* _Excerpt provided_:
####################
Florida Senate President Ken Pruitt tried Tuesday to portray his attack on the university Board of Governors as a principled stand against the excesses of "an unelected board." But we've seen this script before, and the plot is driven by political ego and personal spite.
Pruitt is angry at the board for limiting enrollment in the face of dramatic financial cutbacks and for raising questions about the viability of his favored $399-million Bright Futures scholarship program. So he hopes to follow in the footsteps of former House Speaker John Thrasher, who in 2000 abolished the then-Board of Regents for refusing to endorse a new medical school at his alma mater.
Pruitt's order is taller. The board he would put on a leash was written into the Constitution in 2002 by voters who were trying to prevent future John Thrashers from interfering.
That hurdle with voters may explain why Pruitt used his opening-day speech to cast the Board of Governors as somehow an enemy of the voters: "Do they want an unelected board to set tuition, or do they want their Legislature — a body elected by the people — to set it?"
What Pruitt didn't say is that the amendment he would put to voters in November goes well beyond the issue of tuition. It would abolish the current 17-member board and all the constitutional language aimed at insulating universities from political interference. In its place would go an eight-member board whose job description would be written solely by the Legislature.
####################
* _Task instructions_:
1 – Answer these questions from the editorial on Pruitt and the university Board of Governors:
(a) What is the dollar figure given for the Bright Futures scholarship program?
(b) In what year did John Thrasher abolish the Board of Regents?
(c) How many members would the replacement board proposed in Pruitt's amendment have?
2 – Carry the editorial on Pruitt and the university Board of Governors further, starting after its final sentence about the eight-member board.

Natural-language object grounding data
####################
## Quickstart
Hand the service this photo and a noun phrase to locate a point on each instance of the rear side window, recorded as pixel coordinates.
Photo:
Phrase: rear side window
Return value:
####################
* _Numbered answers_:
1 –
(a) $399 million.
(b) 2000.
(c) Eight.

2 –
In the same amendment, Pruitt also would include the wholly separate issue of whether to elect the state education commissioner. Bundling the two is clear evidence he fears the university question might fail on its own merits, but it also further complicates the debate. Would the elected education commissioner then take the place of the university chancellor?
Presiding officers often use their institutional leverage for personal causes, but only with the consent of 158 other elected members of the House and Senate. In this case, Pruitt is asking them to turn the university governing system upside down for the third time in eight years, and no one can credibly defend that. The effect would be disastrous, particularly in a time of financial tumult, and the message to academia would be profound.
Lonnie Ingram, a University of Florida distinguished microbiology professor who holds 15 U.S. patents, understands the implications. "Stability is needed in our state university system," he wrote Monday, "to create a climate of professional creativity and educational opportunity, essential to the hiring and retention of outstanding faculty members."
If Pruitt succeeds, he might as well point faculty to the state border. This is reckless policy, made all the more shameful by the personal pique that motivates it.